Problem details:
Pull out every line of the records below that contains the word "paper", matching case exactly, and copy each one in full.

— Start Records shown —

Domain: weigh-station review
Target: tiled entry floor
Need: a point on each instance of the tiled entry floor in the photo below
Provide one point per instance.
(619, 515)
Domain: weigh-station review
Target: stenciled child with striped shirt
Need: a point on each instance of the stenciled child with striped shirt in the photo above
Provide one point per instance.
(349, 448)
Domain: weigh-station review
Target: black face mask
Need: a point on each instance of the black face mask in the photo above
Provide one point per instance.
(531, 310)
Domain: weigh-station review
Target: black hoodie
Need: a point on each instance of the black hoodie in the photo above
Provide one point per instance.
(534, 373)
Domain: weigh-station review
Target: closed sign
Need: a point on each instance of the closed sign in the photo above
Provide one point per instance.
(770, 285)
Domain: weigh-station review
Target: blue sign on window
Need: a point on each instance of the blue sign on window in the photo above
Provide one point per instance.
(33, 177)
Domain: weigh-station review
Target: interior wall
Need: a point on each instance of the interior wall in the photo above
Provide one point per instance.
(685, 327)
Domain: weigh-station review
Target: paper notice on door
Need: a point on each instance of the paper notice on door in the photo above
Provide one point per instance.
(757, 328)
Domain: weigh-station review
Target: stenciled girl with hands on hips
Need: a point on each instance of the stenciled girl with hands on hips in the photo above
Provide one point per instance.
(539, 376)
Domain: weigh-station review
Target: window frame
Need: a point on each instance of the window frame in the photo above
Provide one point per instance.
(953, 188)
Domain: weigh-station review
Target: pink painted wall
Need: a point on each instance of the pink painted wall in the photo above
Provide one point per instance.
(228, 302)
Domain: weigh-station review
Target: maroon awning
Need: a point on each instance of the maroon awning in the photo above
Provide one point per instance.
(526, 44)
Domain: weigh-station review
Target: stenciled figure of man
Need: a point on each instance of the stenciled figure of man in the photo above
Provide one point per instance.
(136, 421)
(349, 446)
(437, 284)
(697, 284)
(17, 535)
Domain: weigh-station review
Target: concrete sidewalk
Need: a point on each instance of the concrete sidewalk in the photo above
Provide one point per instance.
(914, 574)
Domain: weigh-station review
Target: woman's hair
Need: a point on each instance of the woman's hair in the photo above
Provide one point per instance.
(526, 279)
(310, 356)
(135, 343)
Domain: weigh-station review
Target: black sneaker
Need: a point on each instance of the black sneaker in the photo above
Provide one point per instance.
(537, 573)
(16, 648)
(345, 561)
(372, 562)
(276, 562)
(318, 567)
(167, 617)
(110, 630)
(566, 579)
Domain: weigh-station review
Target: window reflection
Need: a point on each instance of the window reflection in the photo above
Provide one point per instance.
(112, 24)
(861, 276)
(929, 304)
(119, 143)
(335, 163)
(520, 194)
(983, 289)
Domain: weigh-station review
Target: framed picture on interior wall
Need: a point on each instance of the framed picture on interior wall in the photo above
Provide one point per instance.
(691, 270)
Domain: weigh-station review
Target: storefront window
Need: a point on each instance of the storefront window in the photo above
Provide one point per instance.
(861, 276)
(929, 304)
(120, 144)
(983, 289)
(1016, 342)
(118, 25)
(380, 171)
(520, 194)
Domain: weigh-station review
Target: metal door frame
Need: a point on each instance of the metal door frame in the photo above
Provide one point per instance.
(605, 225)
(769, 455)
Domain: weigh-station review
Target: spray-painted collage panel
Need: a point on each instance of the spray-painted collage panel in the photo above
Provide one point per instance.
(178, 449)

— End Records shown —

Exercise result:
Target: paper notice on door
Need: a point on each instance of the paper notice on door in the photo above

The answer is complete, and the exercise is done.